— begin —
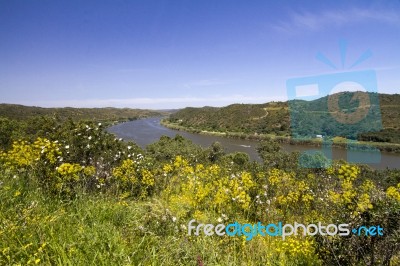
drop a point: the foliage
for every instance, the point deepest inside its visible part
(76, 195)
(308, 119)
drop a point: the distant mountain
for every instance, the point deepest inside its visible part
(21, 112)
(377, 120)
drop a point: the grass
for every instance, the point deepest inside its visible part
(36, 228)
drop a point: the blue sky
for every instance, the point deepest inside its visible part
(171, 54)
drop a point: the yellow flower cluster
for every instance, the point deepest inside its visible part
(23, 154)
(394, 192)
(132, 176)
(207, 187)
(355, 199)
(295, 247)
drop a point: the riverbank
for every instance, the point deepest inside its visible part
(317, 142)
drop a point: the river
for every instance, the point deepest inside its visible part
(149, 130)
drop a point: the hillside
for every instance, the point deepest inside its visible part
(309, 118)
(20, 112)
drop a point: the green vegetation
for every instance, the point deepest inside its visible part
(263, 121)
(20, 112)
(73, 194)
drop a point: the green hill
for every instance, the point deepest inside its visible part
(309, 118)
(20, 112)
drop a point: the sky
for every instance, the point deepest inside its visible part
(160, 54)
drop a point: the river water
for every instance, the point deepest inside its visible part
(149, 130)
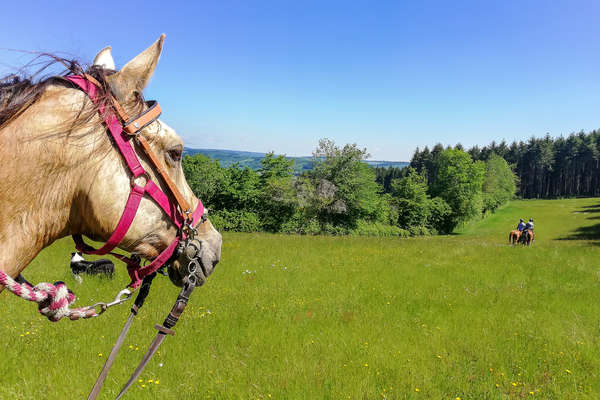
— end —
Format every line of the items above as a JSON list of strings, one string per line, skipping blank lines and leaving out the pictures.

[
  "drop a point: the foliage",
  "for every instance, the point deepest inside its visible part",
  "(76, 195)",
  "(308, 119)",
  "drop a point: the distant mountain",
  "for every instance, the point deepest inside its visible part",
  "(21, 112)",
  "(377, 120)",
  "drop a point: the grass",
  "for every instance, the point deepest inside its visible part",
  "(36, 228)",
  "drop a point: the blue sky",
  "for every instance, the point deepest inside its visible part",
  "(171, 54)",
  "drop a point: the yellow flower cluster",
  "for every instance, the point deepest inside its visible part",
  "(23, 154)",
  "(394, 192)",
  "(132, 176)",
  "(207, 187)",
  "(355, 199)",
  "(295, 247)",
  "drop a point: the riverbank",
  "for every instance, the point deepest inside its visible part",
  "(317, 142)",
  "drop a point: the river",
  "for every instance, the point deepest inside its visible part",
  "(149, 130)",
  "drop a point: the hillside",
  "for every instance, the point deepest inside its visible part",
  "(309, 118)",
  "(20, 112)",
  "drop a point: the green vegetation",
  "for every instance, the point deepest inside its visible part",
  "(263, 121)",
  "(20, 112)",
  "(73, 194)",
  "drop a point: the green hill",
  "for every instance, the point deepest inside its visible part",
  "(309, 118)",
  "(20, 112)",
  "drop a point: the sky",
  "for every instance, the point deepest inside its visible part",
  "(160, 54)",
  "drop a point: the river water",
  "for every instance, the point deepest inside its visible part",
  "(149, 130)"
]